- Saved data entries:
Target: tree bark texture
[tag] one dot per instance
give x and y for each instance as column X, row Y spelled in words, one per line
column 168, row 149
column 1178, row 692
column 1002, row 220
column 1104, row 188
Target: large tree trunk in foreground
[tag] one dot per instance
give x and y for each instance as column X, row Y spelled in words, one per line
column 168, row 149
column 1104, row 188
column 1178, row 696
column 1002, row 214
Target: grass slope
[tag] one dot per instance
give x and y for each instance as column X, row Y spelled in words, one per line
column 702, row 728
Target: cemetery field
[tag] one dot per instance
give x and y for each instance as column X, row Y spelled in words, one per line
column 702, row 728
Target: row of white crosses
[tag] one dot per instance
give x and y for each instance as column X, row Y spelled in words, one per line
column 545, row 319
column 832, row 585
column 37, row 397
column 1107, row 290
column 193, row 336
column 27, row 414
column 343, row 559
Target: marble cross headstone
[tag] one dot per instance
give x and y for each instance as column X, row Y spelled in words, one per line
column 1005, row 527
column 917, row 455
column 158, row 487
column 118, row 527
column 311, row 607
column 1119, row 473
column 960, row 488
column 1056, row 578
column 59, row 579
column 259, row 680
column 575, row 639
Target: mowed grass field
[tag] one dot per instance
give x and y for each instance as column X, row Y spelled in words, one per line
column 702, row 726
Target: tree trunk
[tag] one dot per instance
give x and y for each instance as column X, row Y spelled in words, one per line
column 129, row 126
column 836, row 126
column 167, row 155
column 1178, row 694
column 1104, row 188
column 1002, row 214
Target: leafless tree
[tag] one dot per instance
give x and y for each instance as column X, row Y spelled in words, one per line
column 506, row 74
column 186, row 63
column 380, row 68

- Task prompt: When a line in the records contains the string "tree", it counts; state how many lines count, with no other words.

- Written response: 4